Extrait du document:
La principale mission de l’association est d’œuvrer pour l’éducation des jeunes des villages environnants en leur donnant des cours du soir d’anglais. Plusieurs centaines d’élèves bénéficient chaque années de ces cours gratuits que les volontaires leur donnent 5 soirs par semaine, par groupes de niveaux. Les jeunes de ces villages appartiennent enfaite à une minorité ethnique appelée « hmongs », qui depuis de nombreuses années est discriminée et rejetée par la population laotienne. Cette situation rend leurs chances d’avenir réduites, voire presque impossibles, étant donné que la persécution se fait également à l’école, par leurs professeurs eux-mêmes. Il s’est construit un véritable racisme envers les hmongs et c’est peinant à voir que cela continue encore.
Pour être plus précis, la communauté autochtone des Hmong, ethnie originaire de la Chine méridionale, fait l’objet d’une politique de persécution et d’oppression depuis la prise de pouvoir du parti communiste, le Phatet Lao, en 1975. Pour comprendre cette discrimination il faut remonter à la guerre d’Indochine où les Hmong se sont rangés du côté des français et par la suite auprès des Américains.
C’est donc pour aider cette population qu’intervient l’association Sae Lao, ou EEFA (Equal Education For All) dont nous avons fait partie durant 2 semaines. Rembobinons un peu tout, et commençons par le début : notre arrivée.

C’est le 14 avril 2019 que arrivons au point de rendez-vous à Vang Vieng, dans une petite auberge au bord de la ville de Vang Vieng. C'est là que les volontaires viennent chaque dimanche matin chercher les nouveaux arrivants comme nous. Nous y rencontrons déjà Hugo, un lyonnais de 24 ans arrivé la veille en Asie et qui avait prévu lui de rester 2 mois au projet. L’heure sonne et le pickup rempli de volontaires enjoués arrive à notre rencontre. Ils étaient 6 et nous comprenons vite, à notre plus grand étonnement, que c’étaient enfaite l’ensemble des bénévoles! Nous qui pensions être beaucoup plus comme à notre dernier projet en Birmanie par exemple, où nous étions une cinquantaine! A l'oreille, nous entendons rapidement dans leur anglais qu’ils parlent tous français et le lien se crée donc assez facilement. Ils nous expliquent que nous arrivons enfaite lors d’un jour très spécial : « Pi-Mai », le jour du nouvel an bouddhiste et que nous sommes déjà conviés à une cérémonie dans un des temples de la ville, où l’association a été invitée ! Ça commence bien !

Entrées du corpus:
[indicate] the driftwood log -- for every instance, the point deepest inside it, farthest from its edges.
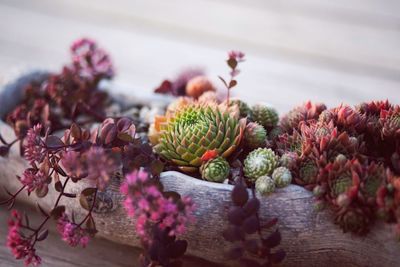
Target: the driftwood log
(309, 237)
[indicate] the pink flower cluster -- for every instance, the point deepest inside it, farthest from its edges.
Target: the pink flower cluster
(236, 55)
(33, 179)
(145, 202)
(94, 164)
(91, 61)
(34, 145)
(19, 245)
(71, 232)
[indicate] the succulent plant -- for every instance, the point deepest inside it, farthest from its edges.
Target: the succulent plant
(259, 162)
(244, 109)
(265, 185)
(264, 115)
(186, 134)
(326, 116)
(306, 112)
(255, 135)
(274, 133)
(215, 170)
(198, 85)
(282, 177)
(308, 173)
(390, 122)
(289, 160)
(341, 184)
(354, 218)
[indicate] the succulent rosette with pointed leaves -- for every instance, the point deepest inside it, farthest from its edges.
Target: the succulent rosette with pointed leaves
(305, 112)
(192, 129)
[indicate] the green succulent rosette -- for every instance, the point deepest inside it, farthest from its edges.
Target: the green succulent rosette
(282, 177)
(255, 135)
(265, 185)
(195, 128)
(264, 115)
(259, 162)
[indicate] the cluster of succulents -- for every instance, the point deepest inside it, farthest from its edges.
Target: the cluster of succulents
(348, 156)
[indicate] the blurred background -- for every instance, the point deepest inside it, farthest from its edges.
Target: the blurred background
(329, 51)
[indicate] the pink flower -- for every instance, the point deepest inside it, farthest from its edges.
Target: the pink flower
(71, 163)
(91, 61)
(34, 149)
(237, 55)
(72, 233)
(145, 202)
(100, 166)
(19, 245)
(33, 179)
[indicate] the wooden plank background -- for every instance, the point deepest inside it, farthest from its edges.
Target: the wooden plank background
(329, 51)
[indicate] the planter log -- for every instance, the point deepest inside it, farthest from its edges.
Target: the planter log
(309, 237)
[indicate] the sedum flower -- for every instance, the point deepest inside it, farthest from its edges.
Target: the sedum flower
(20, 246)
(34, 147)
(265, 185)
(34, 179)
(147, 204)
(198, 86)
(71, 232)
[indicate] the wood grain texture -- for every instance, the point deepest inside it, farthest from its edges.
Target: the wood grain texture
(297, 50)
(309, 238)
(56, 253)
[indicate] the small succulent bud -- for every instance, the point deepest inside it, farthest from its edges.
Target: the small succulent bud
(259, 162)
(264, 115)
(265, 185)
(353, 141)
(255, 135)
(326, 116)
(289, 160)
(282, 177)
(343, 200)
(275, 132)
(318, 191)
(215, 170)
(244, 109)
(240, 195)
(198, 85)
(341, 159)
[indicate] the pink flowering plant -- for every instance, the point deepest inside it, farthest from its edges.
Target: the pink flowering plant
(52, 127)
(160, 217)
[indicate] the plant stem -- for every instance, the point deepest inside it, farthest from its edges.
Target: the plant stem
(91, 208)
(13, 196)
(35, 234)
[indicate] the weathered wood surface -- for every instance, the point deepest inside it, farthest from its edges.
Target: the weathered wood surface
(99, 252)
(310, 238)
(330, 51)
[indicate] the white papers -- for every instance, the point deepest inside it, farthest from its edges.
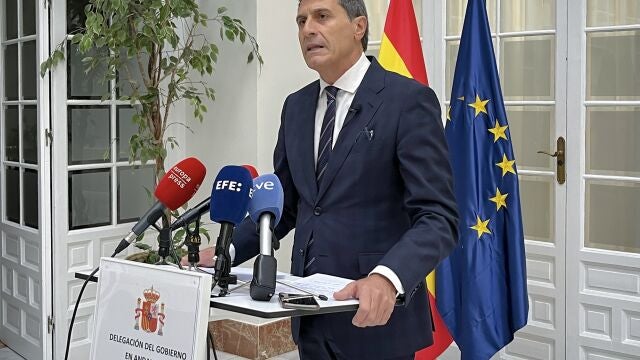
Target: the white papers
(240, 300)
(319, 284)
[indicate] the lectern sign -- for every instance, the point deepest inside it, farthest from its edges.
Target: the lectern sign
(150, 313)
(145, 312)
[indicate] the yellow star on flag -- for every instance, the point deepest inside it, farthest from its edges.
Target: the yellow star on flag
(506, 165)
(499, 132)
(479, 106)
(499, 199)
(481, 227)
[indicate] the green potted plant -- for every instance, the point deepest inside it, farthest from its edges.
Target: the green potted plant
(154, 49)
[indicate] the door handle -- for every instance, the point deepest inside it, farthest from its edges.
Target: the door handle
(560, 159)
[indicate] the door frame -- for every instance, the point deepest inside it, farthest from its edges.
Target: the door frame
(46, 188)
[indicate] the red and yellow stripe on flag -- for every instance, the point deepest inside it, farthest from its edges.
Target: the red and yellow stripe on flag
(401, 52)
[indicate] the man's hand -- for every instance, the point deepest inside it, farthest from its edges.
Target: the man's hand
(377, 297)
(206, 258)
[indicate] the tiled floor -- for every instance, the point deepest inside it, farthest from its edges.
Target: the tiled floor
(7, 354)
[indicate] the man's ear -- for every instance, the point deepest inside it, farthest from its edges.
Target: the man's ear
(360, 27)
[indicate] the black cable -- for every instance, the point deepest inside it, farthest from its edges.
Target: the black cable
(213, 344)
(75, 310)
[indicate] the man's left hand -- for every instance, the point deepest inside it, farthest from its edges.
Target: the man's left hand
(377, 297)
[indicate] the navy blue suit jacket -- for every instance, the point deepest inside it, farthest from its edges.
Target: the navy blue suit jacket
(386, 199)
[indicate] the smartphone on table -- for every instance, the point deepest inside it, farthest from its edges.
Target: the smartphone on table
(298, 301)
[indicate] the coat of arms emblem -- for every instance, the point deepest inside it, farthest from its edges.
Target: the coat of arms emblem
(150, 316)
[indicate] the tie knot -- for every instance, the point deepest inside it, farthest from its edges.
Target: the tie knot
(332, 92)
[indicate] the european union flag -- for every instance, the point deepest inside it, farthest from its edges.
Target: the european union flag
(482, 286)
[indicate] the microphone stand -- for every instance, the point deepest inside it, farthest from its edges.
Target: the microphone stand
(222, 276)
(263, 283)
(193, 242)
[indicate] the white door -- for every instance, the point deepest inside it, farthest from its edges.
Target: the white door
(25, 223)
(571, 69)
(97, 193)
(603, 231)
(530, 45)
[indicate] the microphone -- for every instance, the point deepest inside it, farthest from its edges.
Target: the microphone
(192, 214)
(175, 188)
(252, 171)
(229, 202)
(203, 207)
(265, 209)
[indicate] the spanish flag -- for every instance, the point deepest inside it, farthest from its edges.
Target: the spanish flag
(401, 52)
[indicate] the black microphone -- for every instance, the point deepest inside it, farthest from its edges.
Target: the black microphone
(354, 109)
(192, 214)
(229, 202)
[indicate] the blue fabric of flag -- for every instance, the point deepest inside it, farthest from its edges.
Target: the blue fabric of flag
(481, 287)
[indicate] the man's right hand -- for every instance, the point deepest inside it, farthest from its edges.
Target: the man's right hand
(206, 258)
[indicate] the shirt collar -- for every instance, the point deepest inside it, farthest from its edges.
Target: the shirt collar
(351, 79)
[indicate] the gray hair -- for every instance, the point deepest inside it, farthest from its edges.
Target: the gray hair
(355, 8)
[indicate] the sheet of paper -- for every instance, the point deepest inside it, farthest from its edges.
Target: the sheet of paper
(319, 284)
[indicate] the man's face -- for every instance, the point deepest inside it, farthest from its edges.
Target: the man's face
(330, 42)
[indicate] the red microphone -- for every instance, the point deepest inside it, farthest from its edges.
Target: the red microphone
(175, 188)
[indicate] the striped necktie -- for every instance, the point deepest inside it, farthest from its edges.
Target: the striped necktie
(326, 133)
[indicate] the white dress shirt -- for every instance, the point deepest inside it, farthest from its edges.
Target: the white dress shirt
(347, 84)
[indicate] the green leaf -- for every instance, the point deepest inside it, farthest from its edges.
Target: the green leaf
(142, 246)
(179, 234)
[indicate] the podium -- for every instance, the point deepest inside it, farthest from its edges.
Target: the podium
(238, 300)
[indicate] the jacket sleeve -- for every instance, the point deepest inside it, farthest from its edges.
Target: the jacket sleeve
(246, 238)
(423, 161)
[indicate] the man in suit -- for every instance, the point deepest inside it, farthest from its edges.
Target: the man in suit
(363, 162)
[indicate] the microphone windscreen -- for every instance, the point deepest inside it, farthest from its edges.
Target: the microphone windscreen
(252, 171)
(230, 195)
(180, 183)
(268, 197)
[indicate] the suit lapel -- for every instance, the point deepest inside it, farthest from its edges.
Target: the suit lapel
(367, 99)
(304, 140)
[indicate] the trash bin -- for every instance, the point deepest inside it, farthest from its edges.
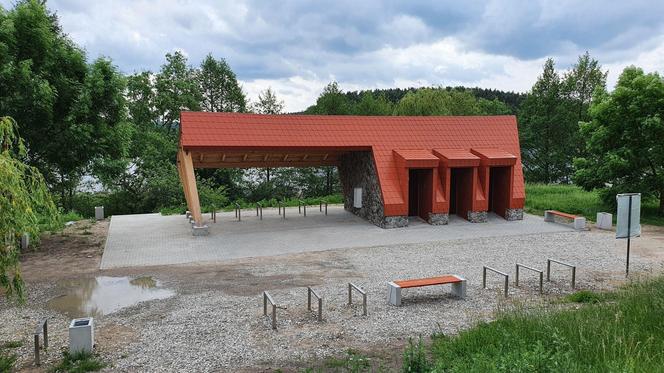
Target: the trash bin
(81, 335)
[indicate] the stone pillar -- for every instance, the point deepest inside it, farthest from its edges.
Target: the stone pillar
(357, 170)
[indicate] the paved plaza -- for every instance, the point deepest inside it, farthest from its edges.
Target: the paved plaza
(153, 239)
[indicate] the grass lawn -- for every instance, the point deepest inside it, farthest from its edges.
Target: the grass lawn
(574, 200)
(619, 331)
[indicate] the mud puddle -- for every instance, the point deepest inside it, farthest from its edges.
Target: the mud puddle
(104, 295)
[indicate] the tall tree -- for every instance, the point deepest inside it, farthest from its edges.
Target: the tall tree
(25, 203)
(437, 101)
(176, 90)
(581, 81)
(332, 101)
(624, 138)
(268, 103)
(546, 130)
(68, 110)
(219, 87)
(371, 105)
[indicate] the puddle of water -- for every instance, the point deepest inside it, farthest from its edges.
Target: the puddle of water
(104, 295)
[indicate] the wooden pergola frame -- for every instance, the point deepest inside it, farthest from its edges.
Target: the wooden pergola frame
(185, 166)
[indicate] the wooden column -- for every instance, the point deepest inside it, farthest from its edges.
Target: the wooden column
(182, 179)
(189, 182)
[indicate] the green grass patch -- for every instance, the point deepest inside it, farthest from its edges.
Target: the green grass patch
(626, 335)
(585, 296)
(78, 363)
(575, 200)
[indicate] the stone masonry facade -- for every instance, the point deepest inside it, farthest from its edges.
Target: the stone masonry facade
(357, 170)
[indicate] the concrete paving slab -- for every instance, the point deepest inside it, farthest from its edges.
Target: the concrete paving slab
(153, 239)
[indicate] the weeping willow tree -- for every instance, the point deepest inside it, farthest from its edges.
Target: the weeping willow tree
(25, 206)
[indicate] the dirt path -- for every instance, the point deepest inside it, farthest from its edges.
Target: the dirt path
(75, 253)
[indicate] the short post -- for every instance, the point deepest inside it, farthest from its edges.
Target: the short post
(42, 328)
(267, 298)
(485, 268)
(352, 286)
(311, 291)
(548, 270)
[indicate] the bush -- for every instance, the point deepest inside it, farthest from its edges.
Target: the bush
(415, 358)
(78, 363)
(585, 296)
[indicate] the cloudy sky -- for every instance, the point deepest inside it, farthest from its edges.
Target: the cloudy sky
(296, 47)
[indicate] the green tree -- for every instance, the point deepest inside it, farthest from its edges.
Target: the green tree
(437, 101)
(268, 103)
(372, 105)
(219, 87)
(546, 130)
(25, 205)
(68, 110)
(580, 83)
(176, 89)
(624, 138)
(332, 101)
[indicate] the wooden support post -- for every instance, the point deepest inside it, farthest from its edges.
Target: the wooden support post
(182, 180)
(190, 182)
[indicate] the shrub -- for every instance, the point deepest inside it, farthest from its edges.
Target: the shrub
(415, 358)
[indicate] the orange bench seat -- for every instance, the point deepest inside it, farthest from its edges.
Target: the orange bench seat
(394, 287)
(440, 280)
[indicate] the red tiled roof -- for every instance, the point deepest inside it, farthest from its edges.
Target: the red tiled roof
(457, 157)
(381, 135)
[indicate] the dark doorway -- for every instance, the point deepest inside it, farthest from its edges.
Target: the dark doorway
(420, 192)
(499, 189)
(461, 191)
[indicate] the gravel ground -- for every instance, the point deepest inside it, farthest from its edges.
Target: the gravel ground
(214, 324)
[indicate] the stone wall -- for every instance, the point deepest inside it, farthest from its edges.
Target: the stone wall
(514, 214)
(357, 170)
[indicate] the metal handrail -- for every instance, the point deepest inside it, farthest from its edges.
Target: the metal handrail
(238, 212)
(311, 291)
(42, 328)
(301, 203)
(267, 298)
(259, 207)
(519, 265)
(485, 268)
(548, 270)
(352, 286)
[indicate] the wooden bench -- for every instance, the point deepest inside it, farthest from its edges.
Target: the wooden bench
(579, 221)
(394, 287)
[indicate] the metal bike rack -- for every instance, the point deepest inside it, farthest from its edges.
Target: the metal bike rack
(541, 273)
(352, 286)
(238, 212)
(267, 298)
(42, 328)
(485, 268)
(311, 292)
(301, 203)
(548, 270)
(259, 210)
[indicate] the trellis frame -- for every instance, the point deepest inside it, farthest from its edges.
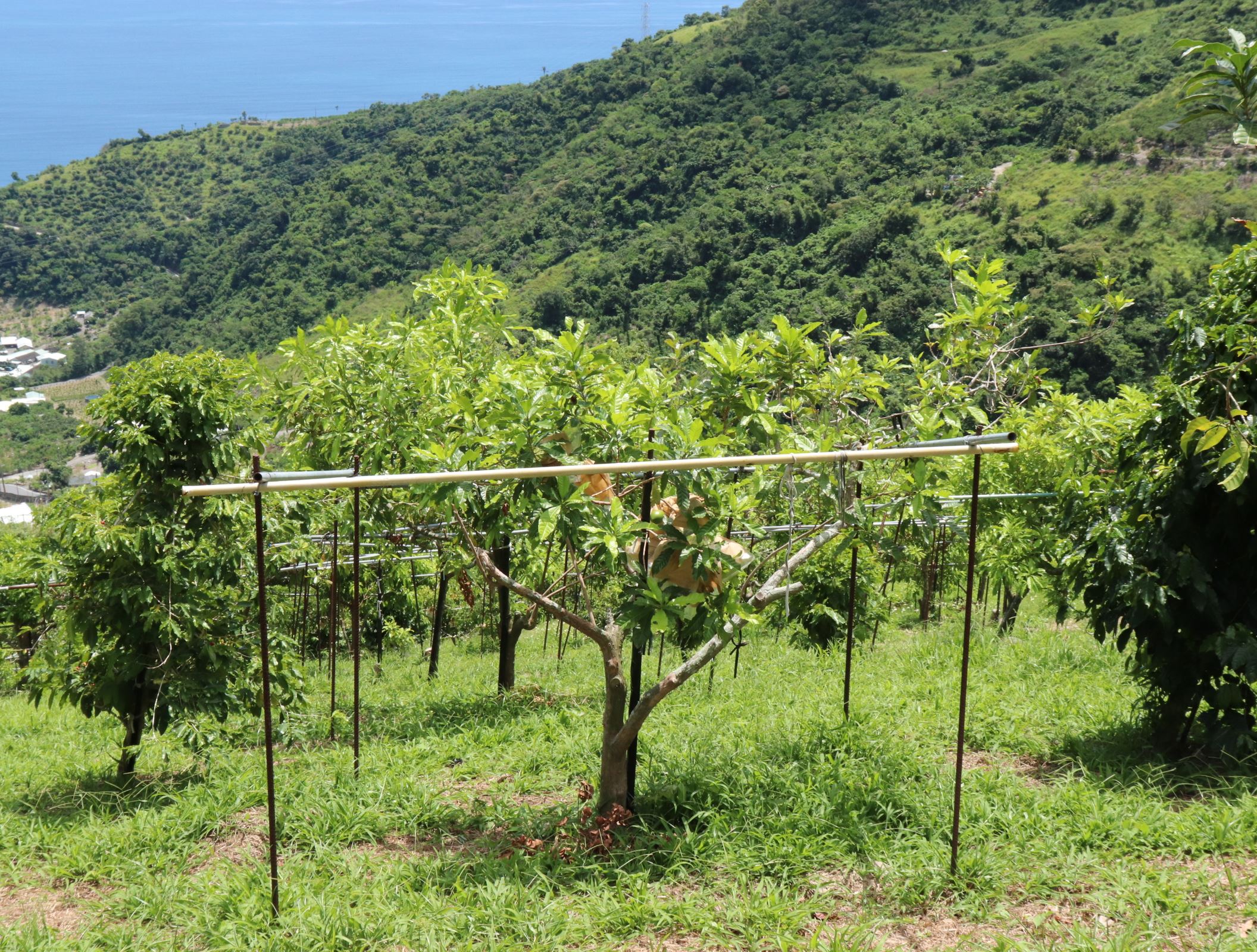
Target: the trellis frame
(975, 446)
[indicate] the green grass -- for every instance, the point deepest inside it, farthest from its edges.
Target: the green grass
(766, 821)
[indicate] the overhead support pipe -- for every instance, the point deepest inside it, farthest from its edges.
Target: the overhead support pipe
(957, 447)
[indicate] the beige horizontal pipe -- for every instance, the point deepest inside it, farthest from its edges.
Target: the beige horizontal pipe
(541, 472)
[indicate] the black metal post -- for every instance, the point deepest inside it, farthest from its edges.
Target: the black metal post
(306, 609)
(354, 617)
(318, 609)
(438, 622)
(885, 578)
(333, 619)
(380, 613)
(648, 486)
(506, 644)
(261, 536)
(964, 662)
(851, 615)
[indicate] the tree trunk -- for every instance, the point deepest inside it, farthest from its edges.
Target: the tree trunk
(26, 646)
(438, 624)
(612, 779)
(1008, 615)
(132, 729)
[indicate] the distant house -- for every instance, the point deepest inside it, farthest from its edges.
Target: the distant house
(17, 493)
(29, 399)
(21, 361)
(13, 515)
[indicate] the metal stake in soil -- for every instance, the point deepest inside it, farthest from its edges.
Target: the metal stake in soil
(506, 644)
(851, 616)
(354, 617)
(438, 622)
(964, 662)
(648, 485)
(333, 617)
(259, 533)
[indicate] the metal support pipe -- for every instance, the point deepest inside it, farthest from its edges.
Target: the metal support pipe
(354, 618)
(973, 440)
(276, 477)
(851, 616)
(259, 534)
(548, 472)
(964, 663)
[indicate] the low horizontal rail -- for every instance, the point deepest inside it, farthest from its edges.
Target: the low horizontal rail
(543, 472)
(284, 477)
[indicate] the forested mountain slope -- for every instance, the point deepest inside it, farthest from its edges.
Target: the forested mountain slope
(799, 156)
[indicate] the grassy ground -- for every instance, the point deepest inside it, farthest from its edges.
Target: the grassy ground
(766, 821)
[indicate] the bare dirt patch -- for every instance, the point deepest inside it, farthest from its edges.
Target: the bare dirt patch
(242, 840)
(668, 944)
(57, 909)
(493, 790)
(453, 843)
(1034, 770)
(1227, 897)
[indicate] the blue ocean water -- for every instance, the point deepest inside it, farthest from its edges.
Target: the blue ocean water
(77, 73)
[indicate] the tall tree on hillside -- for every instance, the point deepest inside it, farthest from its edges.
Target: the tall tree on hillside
(1227, 84)
(156, 616)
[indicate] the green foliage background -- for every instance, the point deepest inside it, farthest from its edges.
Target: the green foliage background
(795, 157)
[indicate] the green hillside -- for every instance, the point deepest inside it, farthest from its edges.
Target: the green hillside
(800, 157)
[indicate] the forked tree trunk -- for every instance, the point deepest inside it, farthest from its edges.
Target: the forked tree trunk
(614, 769)
(133, 725)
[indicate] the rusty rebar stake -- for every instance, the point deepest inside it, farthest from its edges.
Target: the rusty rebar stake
(261, 536)
(964, 663)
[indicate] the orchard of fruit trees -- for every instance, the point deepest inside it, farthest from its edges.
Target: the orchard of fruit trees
(1140, 524)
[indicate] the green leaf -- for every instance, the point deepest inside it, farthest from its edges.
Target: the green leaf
(1212, 437)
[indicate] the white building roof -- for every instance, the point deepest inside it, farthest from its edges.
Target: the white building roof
(19, 513)
(30, 399)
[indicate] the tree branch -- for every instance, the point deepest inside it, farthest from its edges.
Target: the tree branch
(767, 594)
(498, 577)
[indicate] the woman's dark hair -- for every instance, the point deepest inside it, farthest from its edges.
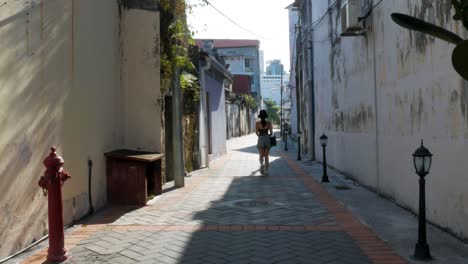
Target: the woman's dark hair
(263, 116)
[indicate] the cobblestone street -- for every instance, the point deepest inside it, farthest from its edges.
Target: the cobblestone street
(229, 213)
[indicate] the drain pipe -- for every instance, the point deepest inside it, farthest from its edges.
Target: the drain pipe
(203, 120)
(90, 169)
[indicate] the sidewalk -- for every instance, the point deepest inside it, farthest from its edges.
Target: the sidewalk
(229, 213)
(398, 227)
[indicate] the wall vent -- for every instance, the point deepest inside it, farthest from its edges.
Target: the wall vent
(350, 13)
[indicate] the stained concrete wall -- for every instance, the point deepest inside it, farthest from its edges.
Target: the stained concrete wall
(141, 79)
(378, 95)
(60, 79)
(59, 69)
(217, 112)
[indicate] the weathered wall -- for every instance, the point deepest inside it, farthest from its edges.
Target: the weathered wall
(141, 79)
(379, 94)
(217, 108)
(59, 67)
(238, 119)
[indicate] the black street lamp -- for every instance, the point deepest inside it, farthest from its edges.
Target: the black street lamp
(285, 139)
(299, 133)
(323, 142)
(422, 159)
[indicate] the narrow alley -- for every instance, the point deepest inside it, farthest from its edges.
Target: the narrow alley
(230, 213)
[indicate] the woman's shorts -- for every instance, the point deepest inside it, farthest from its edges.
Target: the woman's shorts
(263, 142)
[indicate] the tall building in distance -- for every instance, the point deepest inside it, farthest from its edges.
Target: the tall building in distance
(271, 87)
(262, 63)
(274, 68)
(243, 58)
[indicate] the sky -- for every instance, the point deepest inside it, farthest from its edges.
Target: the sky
(265, 20)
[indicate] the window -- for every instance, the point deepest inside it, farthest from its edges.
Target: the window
(248, 65)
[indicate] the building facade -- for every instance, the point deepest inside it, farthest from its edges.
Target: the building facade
(242, 57)
(83, 76)
(274, 68)
(378, 92)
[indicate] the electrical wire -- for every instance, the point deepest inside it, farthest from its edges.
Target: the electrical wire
(370, 11)
(232, 21)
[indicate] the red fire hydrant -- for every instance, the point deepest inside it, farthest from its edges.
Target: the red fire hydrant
(51, 184)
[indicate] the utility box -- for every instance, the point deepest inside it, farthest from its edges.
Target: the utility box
(133, 175)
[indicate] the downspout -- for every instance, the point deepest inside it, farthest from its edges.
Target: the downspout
(203, 114)
(311, 85)
(376, 110)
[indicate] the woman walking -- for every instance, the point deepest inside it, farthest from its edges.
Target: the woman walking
(264, 130)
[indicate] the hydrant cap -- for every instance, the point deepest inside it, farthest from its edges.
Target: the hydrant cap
(53, 160)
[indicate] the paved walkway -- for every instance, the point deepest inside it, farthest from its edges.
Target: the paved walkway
(229, 213)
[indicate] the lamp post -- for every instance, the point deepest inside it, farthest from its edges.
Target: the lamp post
(285, 139)
(299, 133)
(324, 142)
(422, 159)
(281, 103)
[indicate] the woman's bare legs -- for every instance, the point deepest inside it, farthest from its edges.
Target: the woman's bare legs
(266, 152)
(262, 155)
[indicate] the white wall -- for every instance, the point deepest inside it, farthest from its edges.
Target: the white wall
(379, 95)
(141, 79)
(59, 70)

Consignes et exigences: Rédigez la suite du récit de bénévolat auprès des Hmong au Laos, en reprenant juste après « Ça commence bien ! ». Le listing ne joue aucun rôle ici.

Résultat attendu:
Pour les bouddhistes, la célébration du nouvel an dure une semaine entière durant laquelle tout le monde fait la fête, boit, s’amuse, et sors dans la rue qui devient le terrain d’une bataille d’eau géante entre tout le monde. Cette tradition d'arroser les gens d'eau n'est pas là par hasard, elle est réalisée en signe de bénédiction où l’eau symbolise le passage à la saison des pluies qui débute durant cette période (nous allons d'ailleurs vite nous en rendre compte !).
Durant cette semaine-là, personne ne travaille ni ne va à l’école, c’est comme « férié » (même si rien n’est officiellement décrété) et nous comprenons donc vite que nous n’allons pas enseigner tout de suite et plutôt nous joindre aux festivités (aucun élève n'allait venir en cours). Rien n’était calculé (nous aurions même dû, de base, arriver deux semaines plus tôt), mais ce n’était pas pour nous déplaire ! Nous avons alors passé une première semaine complètement géniale, à se faire inviter de toute part par des laotiens avec qui nous fêtions l’évènement, dans leur restaurant, leur maison ou même leur rizière… Je pense que nous n'avons jamais été secs durant cette semaine, constamment trempés par les locaux qui nous arrosaient et qui s'en donnaient à coeur joie! L’ambiance était incroyable autant dans la ville, entre les habitants, qu’entre nous, volontaires. C’est probablement grâce à cette semaine si particulière que nous avons pu tisser des liens forts entre nous, volontaires, et même de vraies amitiés comme nous n’en avions encore jamais eue durant le voyage. De plus, personne n’est arrivé le dimanche qui a suivi, ce qui fait que nous avons été la même team durant deux semaines entières. Nous étions donc 8 au final (sans compter Hervé, le coordinateur du projet de 54 ans qui venait régulièrement se joindre à nous) et coup du destin, à ce moment-là essentiellement francophones ! (Et pas « français », nous précisons bien, car nous avons fièrement apporté à nous deux un peu de soleil belge dans tout ce beau monde !). Durant cette semaine, nous avons pu expérimenter une réelle immersion dans la vie des laotiens et ainsi observer et comprendre leur mode de vie, chose que nous aurions eu difficile à faire autrement. Pour dire, nous avons même eu la chance d’être invités à un mariage laotien! Ce fut une superbe expérience, une immersion totale dans la culture locale et un accueil incroyable par la famille des mariés (seule la chaleur nous a fait défaut : plus de 45 degrés ce jour-là !).

Étant un des pays les plus pauvres d’Asie, le contraste avec notre réalité à nous fut saisissant et très interpellant (cfr. Au post précédent où nous développons ce point-là). Au fur et à mesure que les jours passaient, nous prenions d'avantage nos marques, nos petites habitudes et on peut dire que c’est la première fois que nous nous sentions aussi intégrés dans un pays! Nous n’étions plus de simples touristes ou voyageurs, mais bien des habitants (presque) comme les autres et reconnus dans notre travail. Là où nous passions, les gens souvent nous reconnaissaient et semblaient heureux de nous voir. En même temps, difficile de rater le légendaire petit truck gris de l'association qui arpente jours et nuits les routes de Vang Vieng et ses campagnes, constamment rempli d’une dizaine de volontaires agglutinés dans la remorque à l’arrière, qu’il vente ou qu’il drache !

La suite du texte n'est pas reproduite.